Задачи для решения:
1 – Объясните по тексту о варварстве, почему варварство кочевий и опустошительных набегов выглядит лишь послушным исполнителем уже свершившегося.
2 – Кто, согласно тексту о варварстве, сказал, что третий том Шпенглера появляется не на бумаге, а на полях сражений и карте генерального штаба, и в каком году?
3 – Назовите все языки, которые в тексте о варварстве связываются с аримаником.

---------- Исходный текст

Литмир - Электронная Библиотека
A
A

Музыкальный варвар — это, между прочим, либо тот, кто пытается остановить поток музыки по формуле: Повремени, мгновенье, ты, прекрасно! — либо же тот, кто ждет не дождется, когда докучные скрипки доиграют положенное, чтобы освободить место долгожданным барабанам. Mutatis mutandis: культурный варвар (в отмеченном двойном смысле) — это тот, кто саботирует и парализует своевременное вчерашними послеобразами либо завтрашними грёзами. Варварским является именно всё только–запоздалое, как и всё только- преждевременное, пытающееся любой ценой утвердить себя как таковое. Люцифер и Ариман, как совиновники творения, сохраняют свой ранг Божеств в той лишь мере, в какой их центробежная сила, влекущая мировое целое одновременно взад и вперед, подчинена центростремительной силе Христа. И они моментально становятся разрушителями творения (или, если угодно, варварами среди Богов) там, где, однажды сбившись с ритма, они выдают свою аритмию за ритм собственно. Если, скажем, Дух времени говорит по- гречески, то люциферик слышит его говорящим всё еще по–персидски, а ариманик уже по–латински. Если, беря пример Нового времени, Дух времени говорит на народных языках, то люциферик связывает его всё еще латынью, в то время как ариманик уже мечтает о всякого рода эсперанто, интралингва и волапюке. Если Дух времени говорит на немецком Гёте, то люциферик — это тот, кто переводит его на нибелунгонемецкий, а ариманик на советско–русский или американоанглийский. Эта пятая колонна варварства и решает участь культуры. По сравнению с ней варварство кочевий, степных костров и опустошительных набегов выглядит лишь послушным исполнителем уже свершившегося. Оно ураганно штурмует города, чтобы смести гнилые и рассыпчатые формы, в которых нет уже ни воли к жизни, ни самой жизни. «Закат Европы» — это всегда закат какого–то репрезентативного европейца, в чьей гениальной и черной как смоль фантазии разыгрываются сцены, на которые затем равняется действительность. Третий том Шпенглера, говорит Готфрид Бенн в 1943 году, появляется не на бумаге, а на полях сражений и карте генерального штаба[34].

--------------------
---------- Записи набора данных

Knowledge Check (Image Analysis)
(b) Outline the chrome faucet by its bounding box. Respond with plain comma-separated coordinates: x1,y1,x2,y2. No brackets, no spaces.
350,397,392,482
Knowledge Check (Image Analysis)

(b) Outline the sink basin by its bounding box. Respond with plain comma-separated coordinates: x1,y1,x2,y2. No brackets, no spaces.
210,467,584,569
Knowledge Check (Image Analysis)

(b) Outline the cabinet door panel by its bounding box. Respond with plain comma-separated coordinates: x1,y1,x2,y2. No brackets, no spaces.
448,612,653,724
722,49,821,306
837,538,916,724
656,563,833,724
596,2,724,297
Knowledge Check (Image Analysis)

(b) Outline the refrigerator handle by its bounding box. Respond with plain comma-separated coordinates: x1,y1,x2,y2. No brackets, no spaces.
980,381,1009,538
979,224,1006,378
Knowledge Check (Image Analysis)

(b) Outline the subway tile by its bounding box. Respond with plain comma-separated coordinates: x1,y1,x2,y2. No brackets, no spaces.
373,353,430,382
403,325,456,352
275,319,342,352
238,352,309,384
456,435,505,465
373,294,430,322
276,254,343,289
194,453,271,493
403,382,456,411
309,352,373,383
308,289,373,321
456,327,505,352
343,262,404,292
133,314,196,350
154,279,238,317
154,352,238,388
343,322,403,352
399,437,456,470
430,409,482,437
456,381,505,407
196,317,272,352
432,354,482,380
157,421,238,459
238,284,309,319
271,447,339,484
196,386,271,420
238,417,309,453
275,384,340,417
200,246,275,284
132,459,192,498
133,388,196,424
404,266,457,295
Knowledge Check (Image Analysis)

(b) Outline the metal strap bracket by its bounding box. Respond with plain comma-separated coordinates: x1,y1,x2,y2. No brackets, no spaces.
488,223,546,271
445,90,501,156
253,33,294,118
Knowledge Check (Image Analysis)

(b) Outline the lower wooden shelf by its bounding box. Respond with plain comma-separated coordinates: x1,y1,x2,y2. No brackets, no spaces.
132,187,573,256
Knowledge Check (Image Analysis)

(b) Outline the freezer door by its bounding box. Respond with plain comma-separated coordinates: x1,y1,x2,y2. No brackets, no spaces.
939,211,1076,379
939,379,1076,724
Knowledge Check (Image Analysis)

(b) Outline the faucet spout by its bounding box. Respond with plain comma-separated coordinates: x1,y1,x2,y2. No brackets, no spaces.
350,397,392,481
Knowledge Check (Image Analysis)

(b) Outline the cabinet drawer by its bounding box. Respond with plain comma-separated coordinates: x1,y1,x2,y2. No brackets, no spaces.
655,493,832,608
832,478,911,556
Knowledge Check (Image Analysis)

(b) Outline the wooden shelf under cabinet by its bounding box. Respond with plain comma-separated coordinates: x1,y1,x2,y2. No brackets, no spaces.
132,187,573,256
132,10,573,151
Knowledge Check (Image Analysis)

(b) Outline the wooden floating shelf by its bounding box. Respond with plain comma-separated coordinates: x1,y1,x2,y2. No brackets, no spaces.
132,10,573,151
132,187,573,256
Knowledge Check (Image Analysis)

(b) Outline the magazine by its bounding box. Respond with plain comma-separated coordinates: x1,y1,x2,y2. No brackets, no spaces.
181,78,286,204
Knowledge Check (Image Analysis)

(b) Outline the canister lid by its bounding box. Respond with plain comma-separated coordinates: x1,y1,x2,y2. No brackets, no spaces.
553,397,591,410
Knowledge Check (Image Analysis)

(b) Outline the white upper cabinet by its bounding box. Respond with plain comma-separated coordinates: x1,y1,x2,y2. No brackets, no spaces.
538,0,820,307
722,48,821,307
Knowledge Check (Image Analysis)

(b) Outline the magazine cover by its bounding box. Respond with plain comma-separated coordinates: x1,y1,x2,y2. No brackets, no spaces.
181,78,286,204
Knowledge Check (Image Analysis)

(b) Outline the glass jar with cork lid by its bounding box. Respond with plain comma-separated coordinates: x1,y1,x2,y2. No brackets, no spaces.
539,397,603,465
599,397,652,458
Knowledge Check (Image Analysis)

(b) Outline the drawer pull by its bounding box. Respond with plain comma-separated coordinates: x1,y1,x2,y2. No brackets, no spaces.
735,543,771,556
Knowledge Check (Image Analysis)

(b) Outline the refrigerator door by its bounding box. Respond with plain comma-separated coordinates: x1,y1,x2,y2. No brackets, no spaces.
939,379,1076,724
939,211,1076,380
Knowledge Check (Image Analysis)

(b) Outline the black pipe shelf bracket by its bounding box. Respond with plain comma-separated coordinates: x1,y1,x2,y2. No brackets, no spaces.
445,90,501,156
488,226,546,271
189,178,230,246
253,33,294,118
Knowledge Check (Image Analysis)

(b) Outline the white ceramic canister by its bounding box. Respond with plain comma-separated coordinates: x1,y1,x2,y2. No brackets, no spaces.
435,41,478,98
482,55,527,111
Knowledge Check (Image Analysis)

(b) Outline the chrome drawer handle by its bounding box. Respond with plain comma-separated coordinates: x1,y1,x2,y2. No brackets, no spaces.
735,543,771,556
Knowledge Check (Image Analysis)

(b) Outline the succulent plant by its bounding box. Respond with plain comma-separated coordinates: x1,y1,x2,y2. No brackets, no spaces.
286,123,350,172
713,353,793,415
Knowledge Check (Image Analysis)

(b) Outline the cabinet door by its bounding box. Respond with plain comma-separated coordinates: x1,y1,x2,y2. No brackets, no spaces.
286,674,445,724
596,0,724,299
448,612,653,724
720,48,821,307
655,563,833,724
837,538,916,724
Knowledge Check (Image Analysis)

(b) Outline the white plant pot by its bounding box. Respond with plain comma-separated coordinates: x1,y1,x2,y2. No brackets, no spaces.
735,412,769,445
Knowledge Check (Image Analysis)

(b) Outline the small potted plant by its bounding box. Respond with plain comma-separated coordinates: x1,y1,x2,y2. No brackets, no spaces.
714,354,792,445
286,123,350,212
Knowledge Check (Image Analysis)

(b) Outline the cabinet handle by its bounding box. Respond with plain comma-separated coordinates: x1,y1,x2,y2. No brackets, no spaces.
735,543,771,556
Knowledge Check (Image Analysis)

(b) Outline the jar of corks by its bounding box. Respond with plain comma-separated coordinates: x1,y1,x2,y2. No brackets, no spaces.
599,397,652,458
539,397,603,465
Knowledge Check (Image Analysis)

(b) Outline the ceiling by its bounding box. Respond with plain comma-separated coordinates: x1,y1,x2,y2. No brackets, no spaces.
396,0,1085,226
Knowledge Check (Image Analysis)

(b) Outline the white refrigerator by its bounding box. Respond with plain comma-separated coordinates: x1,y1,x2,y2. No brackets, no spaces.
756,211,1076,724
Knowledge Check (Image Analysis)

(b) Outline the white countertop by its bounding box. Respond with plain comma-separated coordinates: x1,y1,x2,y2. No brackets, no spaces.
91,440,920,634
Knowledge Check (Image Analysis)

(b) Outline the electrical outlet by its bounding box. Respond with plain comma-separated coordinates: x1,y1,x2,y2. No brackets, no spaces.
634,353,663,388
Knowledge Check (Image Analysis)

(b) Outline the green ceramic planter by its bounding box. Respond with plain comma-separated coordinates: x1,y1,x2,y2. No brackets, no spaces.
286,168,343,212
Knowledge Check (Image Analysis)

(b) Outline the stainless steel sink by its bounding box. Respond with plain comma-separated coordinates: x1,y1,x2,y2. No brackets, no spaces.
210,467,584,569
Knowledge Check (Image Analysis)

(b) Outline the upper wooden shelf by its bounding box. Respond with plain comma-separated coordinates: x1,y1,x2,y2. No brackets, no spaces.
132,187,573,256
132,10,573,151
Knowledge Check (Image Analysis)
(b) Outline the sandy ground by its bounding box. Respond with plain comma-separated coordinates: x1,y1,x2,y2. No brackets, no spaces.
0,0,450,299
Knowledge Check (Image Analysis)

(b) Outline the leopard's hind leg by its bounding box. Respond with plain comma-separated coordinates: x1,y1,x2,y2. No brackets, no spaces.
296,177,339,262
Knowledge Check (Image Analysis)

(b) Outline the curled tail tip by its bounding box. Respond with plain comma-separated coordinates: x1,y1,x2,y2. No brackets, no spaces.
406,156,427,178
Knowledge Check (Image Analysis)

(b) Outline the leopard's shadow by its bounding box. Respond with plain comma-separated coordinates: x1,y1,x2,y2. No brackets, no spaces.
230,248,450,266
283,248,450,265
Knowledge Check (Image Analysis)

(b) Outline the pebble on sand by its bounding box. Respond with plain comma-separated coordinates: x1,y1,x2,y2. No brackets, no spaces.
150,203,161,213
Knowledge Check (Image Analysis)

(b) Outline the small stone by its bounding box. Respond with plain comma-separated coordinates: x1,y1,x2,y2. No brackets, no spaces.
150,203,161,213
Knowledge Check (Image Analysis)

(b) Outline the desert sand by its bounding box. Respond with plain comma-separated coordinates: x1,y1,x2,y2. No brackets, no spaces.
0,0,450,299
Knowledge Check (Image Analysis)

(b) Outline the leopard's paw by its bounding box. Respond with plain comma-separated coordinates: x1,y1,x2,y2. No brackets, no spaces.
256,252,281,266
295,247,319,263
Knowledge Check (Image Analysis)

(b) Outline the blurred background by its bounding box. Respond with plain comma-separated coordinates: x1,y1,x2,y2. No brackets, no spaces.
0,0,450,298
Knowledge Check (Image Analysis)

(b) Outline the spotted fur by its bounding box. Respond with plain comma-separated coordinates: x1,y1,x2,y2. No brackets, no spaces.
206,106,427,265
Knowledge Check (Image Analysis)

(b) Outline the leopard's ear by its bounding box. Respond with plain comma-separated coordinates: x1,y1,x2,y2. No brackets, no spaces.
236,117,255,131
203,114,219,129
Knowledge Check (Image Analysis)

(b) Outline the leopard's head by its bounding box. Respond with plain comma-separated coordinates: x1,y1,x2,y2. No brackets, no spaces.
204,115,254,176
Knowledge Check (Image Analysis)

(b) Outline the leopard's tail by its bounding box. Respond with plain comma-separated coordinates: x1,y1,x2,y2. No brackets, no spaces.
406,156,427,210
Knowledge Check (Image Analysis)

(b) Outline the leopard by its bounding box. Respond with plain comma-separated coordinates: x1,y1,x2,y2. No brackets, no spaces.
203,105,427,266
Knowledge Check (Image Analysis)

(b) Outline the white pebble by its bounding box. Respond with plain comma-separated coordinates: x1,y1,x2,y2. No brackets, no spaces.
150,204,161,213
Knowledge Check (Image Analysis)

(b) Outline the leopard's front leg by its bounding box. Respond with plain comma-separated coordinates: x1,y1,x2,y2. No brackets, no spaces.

--------------------

Ответы по задачам:
1 – Участь культуры решает «пятая колонна» варварства. Кочевое варварство лишь штурмует города и сметает гнилые и рассыпчатые формы, в которых уже нет ни воли к жизни, ни самой жизни.

2 – Готфрид Бенн в 1943 году.

3 – Латинский, эсперанто, интралингва, волапюк, советско-русский, американоанглийский.